--- Given records Enclosed Below ---
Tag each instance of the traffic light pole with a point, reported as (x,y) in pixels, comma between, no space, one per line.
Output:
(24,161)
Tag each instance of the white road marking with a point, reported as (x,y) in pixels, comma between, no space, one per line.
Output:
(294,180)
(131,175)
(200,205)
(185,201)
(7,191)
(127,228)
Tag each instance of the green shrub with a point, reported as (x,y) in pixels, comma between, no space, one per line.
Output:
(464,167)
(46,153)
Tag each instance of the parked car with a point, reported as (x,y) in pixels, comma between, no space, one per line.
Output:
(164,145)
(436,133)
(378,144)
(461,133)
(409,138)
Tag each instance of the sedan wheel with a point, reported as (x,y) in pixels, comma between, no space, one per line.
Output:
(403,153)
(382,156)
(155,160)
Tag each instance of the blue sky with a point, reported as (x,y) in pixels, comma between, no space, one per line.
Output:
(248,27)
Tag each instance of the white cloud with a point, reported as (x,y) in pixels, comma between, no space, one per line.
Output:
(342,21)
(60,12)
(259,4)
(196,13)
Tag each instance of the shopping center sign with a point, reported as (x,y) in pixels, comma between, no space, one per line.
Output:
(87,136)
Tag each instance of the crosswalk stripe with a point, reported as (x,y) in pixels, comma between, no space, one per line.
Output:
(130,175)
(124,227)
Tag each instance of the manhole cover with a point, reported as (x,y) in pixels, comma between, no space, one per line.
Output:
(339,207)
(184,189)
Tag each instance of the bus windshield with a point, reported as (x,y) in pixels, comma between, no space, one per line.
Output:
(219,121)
--- End of Enclosed Given records ---
== Prompt ==
Only a number is expected: the count of lines in the entries that include the string "white".

== Output ==
2